_Work request_:
Copy out the stretch from "Along with the" through "for this fall." in the text on solitary confinement in Ontario jails.

Source document START

That was just one of a number of welcome responses to a new report by Howard Sapers on the misuse of segregation in Ontario jails. Mr. Sapers, the former federal prisons ombudsman, was hired by the province last fall after Mr. Capay's plight became public.

Along with the decrepit 89-year-old Thunder Bay jail, Ontario will replace a second troubled institution in Ottawa, introduce reform legislation that will properly define the use of segregation, and create stronger independent oversight of the prison system. The corrections ministry will also explore the possibility of transferring its health-care services to the health ministry.

Read more: Ontario prison adviser details plan to end segregation

The announcements are evidence that Queen's Park is serious about fixing its near-criminal mismanagement of solitary confinement. But the true test of its determination will be in the reform legislation, promised for this fall.

To be credible and effective, the reform must include Mr. Sapers' recommendations that there be a hard cap of 15 continuous days in solitary, and that no inmate be subjected to more than 60 days total in a year without the consent of the corrections minister.

As well, solitary confinement can't be a stand-in for protective custody or justified by the need for medical observation. And it must be banned for pregnant woman and new mothers, and for inmates who are suicidal, self-harming or suffering from a serious mental illness.

Implementing Mr. Sapers' recommendations will cost money. Prisons that don't have adequate facilities to house an inmate in protective custody differently from one in disciplinary segregation will need to be modernized. Providing proper care for inmates with severe mental health issues will also prove onerous, once the option of locking them away in a tiny cell is off the table.

But fixing this issue is vital. What self-respecting country puts pregnant women and the mentally ill in solitary? Mr. Capay's maltreatment was odious, but it was just one of the worst examples. Now it appears that his case will lead to reform. One can only hope he will get to watch when the old Thunder Bay jail faces the wrecking ball.

Source document END
Material shown START

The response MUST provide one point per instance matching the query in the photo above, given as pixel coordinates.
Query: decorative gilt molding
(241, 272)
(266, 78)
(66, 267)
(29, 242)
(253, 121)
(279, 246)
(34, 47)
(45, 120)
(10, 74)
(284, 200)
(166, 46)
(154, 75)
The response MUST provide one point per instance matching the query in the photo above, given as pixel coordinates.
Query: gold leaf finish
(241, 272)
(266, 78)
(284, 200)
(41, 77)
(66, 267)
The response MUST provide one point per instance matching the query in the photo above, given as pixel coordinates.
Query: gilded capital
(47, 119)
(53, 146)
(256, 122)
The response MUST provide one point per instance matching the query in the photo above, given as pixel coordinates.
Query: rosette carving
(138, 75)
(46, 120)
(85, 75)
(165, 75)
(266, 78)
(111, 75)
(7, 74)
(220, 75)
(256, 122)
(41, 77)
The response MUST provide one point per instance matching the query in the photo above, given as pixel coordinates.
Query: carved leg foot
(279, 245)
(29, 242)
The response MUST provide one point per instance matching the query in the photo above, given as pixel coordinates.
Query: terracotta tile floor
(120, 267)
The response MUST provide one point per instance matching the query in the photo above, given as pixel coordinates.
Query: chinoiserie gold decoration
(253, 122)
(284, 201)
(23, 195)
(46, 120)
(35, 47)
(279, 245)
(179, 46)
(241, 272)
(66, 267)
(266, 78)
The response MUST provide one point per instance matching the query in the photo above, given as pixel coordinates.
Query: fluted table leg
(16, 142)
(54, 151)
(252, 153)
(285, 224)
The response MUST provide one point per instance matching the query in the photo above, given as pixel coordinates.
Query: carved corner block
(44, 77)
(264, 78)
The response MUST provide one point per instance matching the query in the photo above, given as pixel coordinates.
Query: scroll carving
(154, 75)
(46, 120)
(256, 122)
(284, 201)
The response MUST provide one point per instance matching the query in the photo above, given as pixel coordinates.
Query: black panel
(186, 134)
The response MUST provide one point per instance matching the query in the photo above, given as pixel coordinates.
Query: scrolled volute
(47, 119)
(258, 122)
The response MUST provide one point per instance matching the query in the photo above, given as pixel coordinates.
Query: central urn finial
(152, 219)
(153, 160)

Material shown END

_Solution to the problem_:
Along with the decrepit 89-year-old Thunder Bay jail, Ontario will replace a second troubled institution in Ottawa, introduce reform legislation that will properly define the use of segregation, and create stronger independent oversight of the prison system. The corrections ministry will also explore the possibility of transferring its health-care services to the health ministry.

Read more: Ontario prison adviser details plan to end segregation

The announcements are evidence that Queen's Park is serious about fixing its near-criminal mismanagement of solitary confinement. But the true test of its determination will be in the reform legislation, promised for this fall.